▶ _Work to be completed_
Starting at the line with "on terrace in", return every line through the final one of the data, word for word. Pictures stay out.

-- begin Supplied material --

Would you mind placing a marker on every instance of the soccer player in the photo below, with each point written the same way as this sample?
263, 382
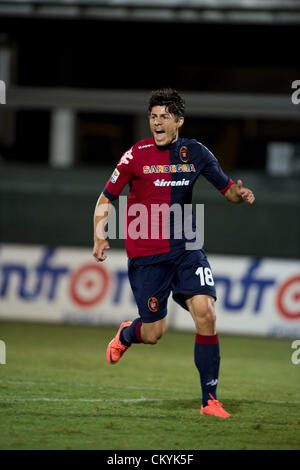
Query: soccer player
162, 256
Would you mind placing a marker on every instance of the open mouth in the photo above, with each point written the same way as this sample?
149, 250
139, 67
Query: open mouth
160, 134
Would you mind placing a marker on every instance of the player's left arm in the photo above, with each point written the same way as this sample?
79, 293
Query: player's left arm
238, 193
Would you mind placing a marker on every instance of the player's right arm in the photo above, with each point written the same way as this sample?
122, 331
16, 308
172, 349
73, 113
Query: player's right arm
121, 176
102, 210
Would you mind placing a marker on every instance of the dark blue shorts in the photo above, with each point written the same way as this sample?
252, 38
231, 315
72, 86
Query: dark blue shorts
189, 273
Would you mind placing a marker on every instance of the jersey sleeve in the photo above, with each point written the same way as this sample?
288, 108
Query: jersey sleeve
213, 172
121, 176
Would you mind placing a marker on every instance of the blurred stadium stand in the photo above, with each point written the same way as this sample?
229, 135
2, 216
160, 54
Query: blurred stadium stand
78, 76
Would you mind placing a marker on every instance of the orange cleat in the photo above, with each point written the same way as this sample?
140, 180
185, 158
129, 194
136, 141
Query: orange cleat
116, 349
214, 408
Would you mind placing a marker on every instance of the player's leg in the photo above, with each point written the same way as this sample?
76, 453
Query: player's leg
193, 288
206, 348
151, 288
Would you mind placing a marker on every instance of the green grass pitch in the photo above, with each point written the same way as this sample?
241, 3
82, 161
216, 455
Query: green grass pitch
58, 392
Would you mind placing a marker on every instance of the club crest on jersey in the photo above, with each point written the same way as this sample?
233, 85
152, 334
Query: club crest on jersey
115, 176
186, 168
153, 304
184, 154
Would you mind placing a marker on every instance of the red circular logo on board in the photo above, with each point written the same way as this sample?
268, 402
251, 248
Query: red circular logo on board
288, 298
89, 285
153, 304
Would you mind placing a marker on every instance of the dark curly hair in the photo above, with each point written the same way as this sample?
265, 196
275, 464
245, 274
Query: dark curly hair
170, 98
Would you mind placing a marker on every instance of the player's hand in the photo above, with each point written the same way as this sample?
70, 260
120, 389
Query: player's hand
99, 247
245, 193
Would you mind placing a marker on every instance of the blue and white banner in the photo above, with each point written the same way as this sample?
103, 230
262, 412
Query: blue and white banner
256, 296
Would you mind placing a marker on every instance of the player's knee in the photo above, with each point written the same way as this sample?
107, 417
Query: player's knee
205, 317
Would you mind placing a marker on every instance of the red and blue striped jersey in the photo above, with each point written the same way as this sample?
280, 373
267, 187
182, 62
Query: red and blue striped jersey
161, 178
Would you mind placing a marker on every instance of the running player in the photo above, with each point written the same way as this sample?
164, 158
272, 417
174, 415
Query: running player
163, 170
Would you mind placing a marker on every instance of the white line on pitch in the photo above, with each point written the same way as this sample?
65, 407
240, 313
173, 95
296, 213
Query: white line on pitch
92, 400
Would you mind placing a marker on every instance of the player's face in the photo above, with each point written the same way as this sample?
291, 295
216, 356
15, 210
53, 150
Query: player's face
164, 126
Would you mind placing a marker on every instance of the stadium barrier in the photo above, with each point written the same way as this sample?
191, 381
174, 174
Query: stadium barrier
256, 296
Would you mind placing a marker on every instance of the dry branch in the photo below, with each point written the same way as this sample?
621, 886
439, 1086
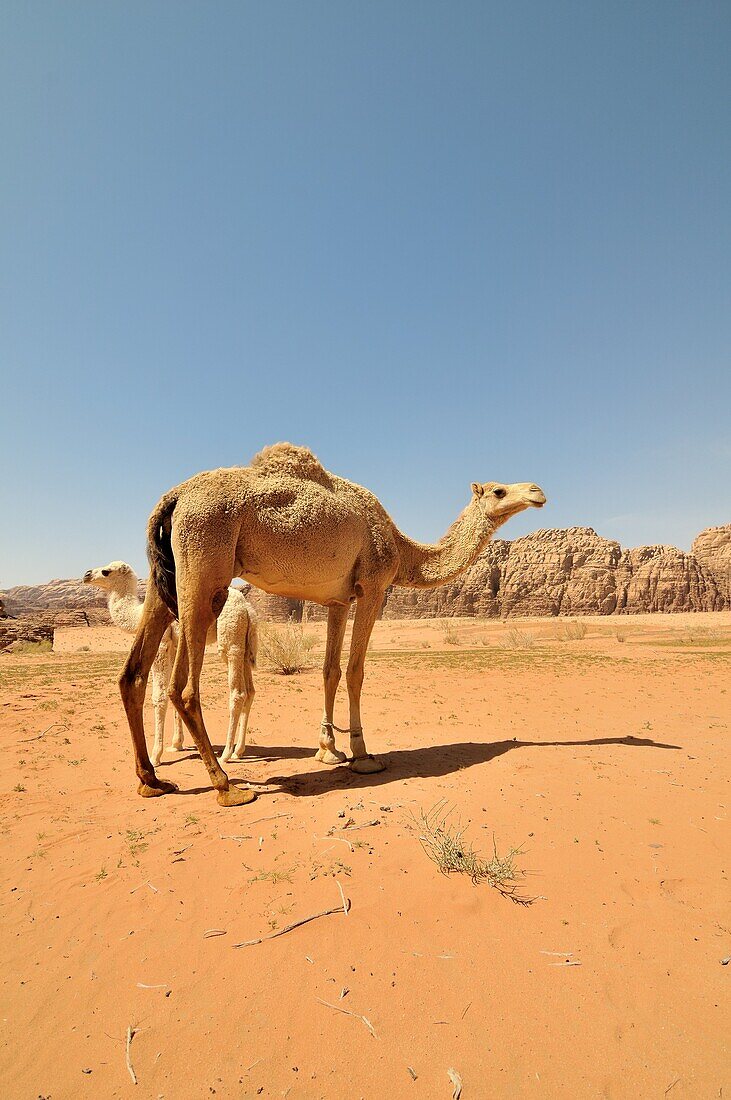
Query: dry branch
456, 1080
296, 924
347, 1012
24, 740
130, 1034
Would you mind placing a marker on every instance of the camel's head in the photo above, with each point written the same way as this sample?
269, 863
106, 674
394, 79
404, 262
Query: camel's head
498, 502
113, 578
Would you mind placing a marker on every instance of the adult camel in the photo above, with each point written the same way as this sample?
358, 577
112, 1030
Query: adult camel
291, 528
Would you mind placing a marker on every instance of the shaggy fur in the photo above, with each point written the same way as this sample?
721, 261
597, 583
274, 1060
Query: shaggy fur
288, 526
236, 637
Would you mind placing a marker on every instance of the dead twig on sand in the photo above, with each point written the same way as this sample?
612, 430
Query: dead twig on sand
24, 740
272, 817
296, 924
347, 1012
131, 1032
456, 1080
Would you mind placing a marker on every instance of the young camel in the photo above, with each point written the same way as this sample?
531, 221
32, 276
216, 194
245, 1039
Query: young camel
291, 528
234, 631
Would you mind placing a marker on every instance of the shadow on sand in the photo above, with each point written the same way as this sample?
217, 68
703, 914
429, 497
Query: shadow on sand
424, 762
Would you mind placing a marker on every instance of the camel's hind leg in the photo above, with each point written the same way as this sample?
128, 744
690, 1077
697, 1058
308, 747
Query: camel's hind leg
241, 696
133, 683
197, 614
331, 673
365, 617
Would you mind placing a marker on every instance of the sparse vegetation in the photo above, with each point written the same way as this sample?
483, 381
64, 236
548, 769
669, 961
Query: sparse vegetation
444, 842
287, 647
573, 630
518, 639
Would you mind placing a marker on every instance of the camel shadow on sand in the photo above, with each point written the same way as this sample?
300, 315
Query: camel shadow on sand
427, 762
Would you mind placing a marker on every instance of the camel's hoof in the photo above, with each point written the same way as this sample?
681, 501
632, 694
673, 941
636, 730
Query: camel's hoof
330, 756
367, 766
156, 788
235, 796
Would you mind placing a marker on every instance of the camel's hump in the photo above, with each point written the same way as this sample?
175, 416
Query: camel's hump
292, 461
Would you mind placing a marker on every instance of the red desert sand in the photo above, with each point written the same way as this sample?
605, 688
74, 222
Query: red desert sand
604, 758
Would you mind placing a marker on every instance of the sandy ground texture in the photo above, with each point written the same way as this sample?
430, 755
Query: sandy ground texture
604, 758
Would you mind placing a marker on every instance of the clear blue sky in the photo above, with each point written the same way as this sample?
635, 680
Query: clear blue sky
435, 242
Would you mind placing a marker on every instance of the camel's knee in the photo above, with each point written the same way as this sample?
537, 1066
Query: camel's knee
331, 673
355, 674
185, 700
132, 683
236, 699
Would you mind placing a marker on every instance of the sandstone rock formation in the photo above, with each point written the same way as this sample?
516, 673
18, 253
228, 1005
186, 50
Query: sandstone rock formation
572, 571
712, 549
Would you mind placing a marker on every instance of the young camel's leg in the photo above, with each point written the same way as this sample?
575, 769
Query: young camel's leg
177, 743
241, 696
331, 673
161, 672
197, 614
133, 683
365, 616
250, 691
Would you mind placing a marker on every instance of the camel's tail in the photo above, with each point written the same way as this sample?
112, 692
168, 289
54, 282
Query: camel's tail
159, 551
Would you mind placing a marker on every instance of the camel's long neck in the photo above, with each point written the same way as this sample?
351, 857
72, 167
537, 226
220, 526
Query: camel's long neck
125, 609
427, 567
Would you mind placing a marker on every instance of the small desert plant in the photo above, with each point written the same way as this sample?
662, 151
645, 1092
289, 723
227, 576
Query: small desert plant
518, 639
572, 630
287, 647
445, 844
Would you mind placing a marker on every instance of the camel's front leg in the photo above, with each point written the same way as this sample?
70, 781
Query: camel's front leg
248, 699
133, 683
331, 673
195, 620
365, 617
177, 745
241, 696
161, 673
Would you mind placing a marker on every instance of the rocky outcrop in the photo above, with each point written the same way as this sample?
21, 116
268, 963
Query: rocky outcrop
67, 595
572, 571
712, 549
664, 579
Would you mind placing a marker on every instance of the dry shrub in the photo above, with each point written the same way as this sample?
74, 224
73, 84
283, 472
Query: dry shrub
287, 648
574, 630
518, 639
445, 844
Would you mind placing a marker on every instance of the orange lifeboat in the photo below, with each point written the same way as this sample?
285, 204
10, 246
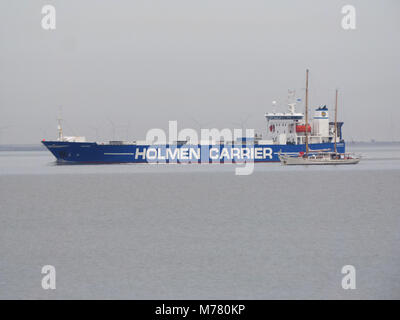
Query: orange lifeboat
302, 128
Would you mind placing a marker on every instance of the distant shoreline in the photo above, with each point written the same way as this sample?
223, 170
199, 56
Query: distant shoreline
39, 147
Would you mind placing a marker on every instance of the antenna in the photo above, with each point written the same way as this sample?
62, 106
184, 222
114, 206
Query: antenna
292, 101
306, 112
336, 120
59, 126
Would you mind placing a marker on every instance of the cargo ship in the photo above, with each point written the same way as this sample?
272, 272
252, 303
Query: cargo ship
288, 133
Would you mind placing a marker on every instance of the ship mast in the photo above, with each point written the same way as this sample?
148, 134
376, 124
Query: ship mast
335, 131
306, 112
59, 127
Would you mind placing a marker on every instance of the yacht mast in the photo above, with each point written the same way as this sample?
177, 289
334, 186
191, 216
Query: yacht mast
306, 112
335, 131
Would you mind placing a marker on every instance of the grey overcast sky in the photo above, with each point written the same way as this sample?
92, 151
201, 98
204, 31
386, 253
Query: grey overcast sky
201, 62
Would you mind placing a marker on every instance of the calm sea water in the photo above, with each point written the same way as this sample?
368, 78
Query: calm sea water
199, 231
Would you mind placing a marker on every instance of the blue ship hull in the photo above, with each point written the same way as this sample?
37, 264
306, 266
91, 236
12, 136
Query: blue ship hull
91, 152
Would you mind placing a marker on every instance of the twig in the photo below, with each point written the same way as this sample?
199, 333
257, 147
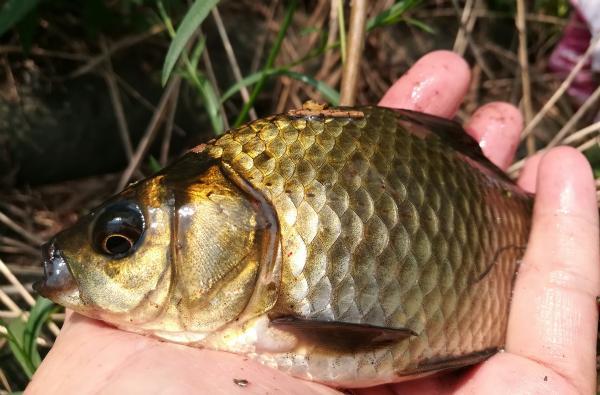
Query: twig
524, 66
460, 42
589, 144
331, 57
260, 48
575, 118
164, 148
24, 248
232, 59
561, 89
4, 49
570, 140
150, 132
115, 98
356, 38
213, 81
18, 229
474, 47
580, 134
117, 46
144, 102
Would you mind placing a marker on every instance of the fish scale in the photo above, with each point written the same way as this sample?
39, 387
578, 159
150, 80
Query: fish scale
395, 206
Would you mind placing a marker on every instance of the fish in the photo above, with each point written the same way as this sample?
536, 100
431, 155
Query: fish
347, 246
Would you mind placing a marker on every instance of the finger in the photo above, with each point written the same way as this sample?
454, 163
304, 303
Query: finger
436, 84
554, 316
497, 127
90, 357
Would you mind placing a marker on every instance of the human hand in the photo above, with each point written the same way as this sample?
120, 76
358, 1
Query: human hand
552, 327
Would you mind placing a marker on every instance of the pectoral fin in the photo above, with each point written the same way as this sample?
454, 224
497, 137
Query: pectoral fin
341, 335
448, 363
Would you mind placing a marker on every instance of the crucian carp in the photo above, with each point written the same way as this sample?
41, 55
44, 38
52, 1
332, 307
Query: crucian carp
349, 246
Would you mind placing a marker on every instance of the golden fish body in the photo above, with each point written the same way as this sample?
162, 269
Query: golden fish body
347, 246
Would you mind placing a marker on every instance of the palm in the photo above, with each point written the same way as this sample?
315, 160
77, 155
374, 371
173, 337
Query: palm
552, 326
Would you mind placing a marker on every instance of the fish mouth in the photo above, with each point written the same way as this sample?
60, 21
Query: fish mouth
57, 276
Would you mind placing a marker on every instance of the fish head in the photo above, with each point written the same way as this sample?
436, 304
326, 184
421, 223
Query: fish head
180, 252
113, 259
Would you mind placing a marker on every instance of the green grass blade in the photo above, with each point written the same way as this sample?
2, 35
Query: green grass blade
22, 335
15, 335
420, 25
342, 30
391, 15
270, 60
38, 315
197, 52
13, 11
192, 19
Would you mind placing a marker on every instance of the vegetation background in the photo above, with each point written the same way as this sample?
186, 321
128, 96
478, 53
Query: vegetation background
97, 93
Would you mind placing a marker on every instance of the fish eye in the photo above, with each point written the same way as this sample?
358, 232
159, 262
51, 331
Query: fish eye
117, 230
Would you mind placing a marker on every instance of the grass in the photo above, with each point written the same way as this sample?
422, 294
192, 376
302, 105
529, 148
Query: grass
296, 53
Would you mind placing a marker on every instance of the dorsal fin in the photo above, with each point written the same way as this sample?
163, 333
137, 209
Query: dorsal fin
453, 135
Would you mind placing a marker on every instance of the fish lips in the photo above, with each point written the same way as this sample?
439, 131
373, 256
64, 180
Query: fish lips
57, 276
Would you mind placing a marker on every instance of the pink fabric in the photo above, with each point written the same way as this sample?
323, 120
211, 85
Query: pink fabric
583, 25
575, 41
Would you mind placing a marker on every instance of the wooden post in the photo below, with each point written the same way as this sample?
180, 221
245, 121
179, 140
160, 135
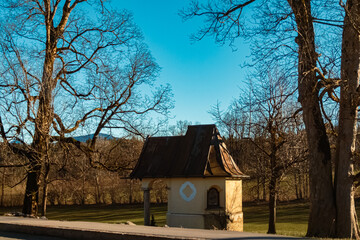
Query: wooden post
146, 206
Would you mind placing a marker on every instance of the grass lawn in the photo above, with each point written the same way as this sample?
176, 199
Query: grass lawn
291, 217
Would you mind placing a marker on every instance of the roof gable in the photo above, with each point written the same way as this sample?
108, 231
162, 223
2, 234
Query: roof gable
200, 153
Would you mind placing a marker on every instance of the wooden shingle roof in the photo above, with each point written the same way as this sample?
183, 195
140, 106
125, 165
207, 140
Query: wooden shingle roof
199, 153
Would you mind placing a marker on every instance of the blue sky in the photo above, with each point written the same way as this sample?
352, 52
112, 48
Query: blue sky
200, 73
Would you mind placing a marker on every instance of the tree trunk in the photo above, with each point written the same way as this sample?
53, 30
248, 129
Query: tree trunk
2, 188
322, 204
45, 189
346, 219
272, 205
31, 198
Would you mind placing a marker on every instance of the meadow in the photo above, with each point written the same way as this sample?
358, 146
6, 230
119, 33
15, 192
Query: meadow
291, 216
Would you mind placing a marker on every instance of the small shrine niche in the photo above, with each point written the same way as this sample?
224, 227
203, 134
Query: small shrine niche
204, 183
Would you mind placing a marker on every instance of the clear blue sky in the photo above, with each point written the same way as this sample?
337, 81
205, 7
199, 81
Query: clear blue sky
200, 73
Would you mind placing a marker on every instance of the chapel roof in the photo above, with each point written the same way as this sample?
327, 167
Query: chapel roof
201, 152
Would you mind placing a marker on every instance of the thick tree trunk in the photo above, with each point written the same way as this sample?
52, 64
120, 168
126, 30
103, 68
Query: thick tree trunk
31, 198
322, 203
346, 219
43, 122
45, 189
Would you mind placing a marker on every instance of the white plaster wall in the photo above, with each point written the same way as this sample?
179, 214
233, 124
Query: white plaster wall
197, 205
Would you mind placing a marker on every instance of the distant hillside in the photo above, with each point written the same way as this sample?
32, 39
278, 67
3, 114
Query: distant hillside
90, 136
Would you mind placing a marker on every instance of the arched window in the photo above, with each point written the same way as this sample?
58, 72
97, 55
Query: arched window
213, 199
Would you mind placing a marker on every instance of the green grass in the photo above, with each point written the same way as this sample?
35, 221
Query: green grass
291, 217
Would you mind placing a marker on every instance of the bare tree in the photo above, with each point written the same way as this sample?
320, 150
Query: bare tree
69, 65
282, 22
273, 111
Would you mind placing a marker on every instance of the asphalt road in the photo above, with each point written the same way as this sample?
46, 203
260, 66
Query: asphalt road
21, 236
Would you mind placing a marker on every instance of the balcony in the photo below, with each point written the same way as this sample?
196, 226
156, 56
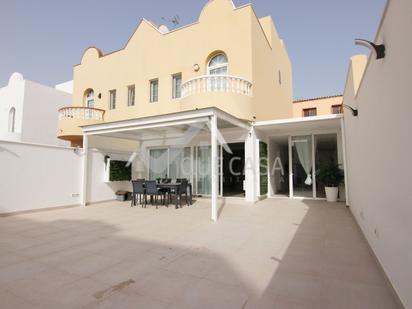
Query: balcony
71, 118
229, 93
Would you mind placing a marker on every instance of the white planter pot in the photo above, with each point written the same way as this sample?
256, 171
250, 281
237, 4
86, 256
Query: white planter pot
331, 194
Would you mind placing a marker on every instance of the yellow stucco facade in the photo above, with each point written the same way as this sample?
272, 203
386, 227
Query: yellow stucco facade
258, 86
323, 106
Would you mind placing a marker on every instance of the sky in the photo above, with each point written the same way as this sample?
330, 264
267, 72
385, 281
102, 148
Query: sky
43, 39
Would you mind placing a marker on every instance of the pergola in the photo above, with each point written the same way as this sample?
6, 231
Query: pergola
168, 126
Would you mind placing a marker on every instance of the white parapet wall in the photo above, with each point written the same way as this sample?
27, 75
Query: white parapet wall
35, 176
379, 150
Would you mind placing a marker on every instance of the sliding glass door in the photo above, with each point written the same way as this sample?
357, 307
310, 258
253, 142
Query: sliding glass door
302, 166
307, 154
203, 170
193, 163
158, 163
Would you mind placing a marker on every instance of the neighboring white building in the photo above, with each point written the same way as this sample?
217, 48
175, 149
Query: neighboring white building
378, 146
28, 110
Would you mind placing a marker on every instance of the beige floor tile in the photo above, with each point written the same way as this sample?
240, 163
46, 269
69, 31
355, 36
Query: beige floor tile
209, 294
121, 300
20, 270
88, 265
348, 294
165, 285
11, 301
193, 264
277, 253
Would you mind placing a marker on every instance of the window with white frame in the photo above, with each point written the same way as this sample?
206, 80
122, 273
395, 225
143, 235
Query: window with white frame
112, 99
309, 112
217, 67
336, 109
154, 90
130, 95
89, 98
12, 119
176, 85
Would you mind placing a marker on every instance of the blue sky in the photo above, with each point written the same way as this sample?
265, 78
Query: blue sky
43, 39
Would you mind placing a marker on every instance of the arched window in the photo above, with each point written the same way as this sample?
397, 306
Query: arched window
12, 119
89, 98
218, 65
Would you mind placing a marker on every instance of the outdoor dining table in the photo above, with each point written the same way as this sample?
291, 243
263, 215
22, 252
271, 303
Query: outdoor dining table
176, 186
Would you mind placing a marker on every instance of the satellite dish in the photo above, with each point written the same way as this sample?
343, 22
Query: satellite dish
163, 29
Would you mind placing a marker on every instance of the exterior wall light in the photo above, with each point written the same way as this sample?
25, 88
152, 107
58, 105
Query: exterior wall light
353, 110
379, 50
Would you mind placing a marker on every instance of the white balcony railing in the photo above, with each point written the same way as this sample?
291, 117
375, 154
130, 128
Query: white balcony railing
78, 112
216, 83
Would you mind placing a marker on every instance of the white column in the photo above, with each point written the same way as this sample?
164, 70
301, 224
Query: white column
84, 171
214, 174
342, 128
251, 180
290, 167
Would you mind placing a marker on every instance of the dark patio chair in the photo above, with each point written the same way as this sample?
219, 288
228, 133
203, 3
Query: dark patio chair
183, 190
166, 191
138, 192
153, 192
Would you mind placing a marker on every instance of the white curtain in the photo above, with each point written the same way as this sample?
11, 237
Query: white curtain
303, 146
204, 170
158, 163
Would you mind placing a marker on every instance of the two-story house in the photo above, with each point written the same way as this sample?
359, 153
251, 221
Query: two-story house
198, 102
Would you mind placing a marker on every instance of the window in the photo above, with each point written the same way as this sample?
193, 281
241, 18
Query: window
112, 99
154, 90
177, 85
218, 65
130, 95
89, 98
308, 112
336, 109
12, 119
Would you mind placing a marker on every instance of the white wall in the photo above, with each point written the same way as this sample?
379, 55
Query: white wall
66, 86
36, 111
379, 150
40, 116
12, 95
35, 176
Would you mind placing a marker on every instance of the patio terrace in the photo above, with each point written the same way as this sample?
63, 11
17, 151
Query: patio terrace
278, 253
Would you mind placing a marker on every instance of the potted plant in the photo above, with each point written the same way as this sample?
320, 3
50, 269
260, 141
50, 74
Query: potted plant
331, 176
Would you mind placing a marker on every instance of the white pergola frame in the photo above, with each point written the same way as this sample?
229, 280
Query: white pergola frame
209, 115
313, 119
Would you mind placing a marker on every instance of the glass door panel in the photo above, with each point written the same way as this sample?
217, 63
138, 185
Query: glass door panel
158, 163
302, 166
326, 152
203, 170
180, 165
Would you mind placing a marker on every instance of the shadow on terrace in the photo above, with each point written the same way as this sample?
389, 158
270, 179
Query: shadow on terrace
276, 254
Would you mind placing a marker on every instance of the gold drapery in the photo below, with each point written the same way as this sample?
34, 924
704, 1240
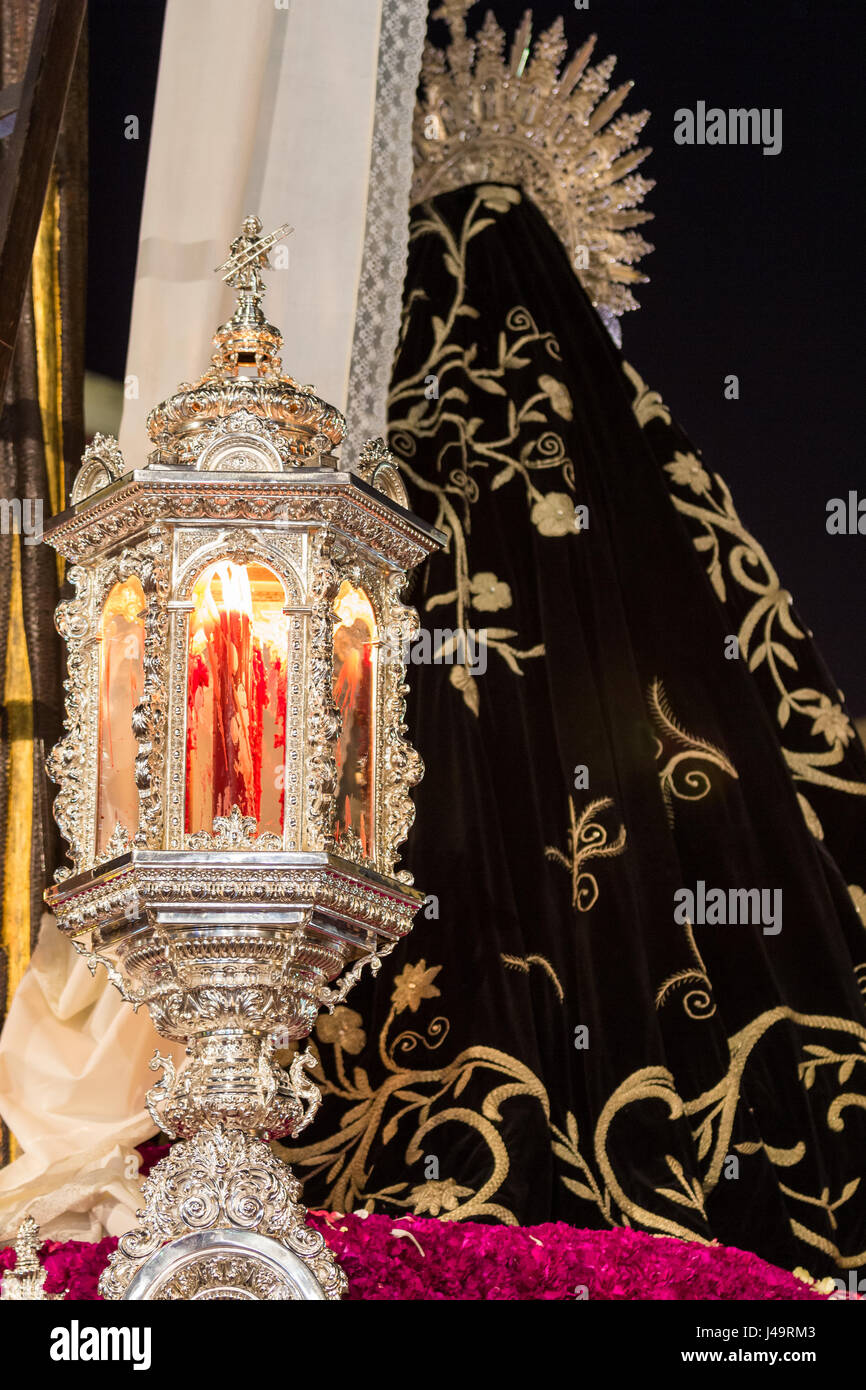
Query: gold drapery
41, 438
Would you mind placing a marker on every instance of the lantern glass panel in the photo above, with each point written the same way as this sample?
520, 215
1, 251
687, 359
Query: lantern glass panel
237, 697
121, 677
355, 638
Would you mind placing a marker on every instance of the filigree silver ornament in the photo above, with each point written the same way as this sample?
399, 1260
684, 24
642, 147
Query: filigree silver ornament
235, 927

-- end Supplied material --

▶ _Right answer_
Would you mind placing a marker on every instance of the shadow on terrace in the photo above, with each point written the same way as this sample?
389, 158
270, 179
Query: shadow on terrace
276, 254
Would you mind placing a marker on every instance of the gold drapery in the photo below, with each point written the same way as this sample?
34, 924
704, 1240
Query: gold drapery
41, 438
Would you mind placing a marker on every instance of the lantern glass panel in the photo above, with each point written the same way as this sample?
520, 215
1, 251
687, 359
Query: lantern glass panel
237, 697
121, 677
355, 638
Would you mind placing a marker on every instance of the filigree silver ornament in the photo above, with each point written the same way as this sample?
399, 1260
684, 24
642, 147
Query: filigree silver ornament
235, 927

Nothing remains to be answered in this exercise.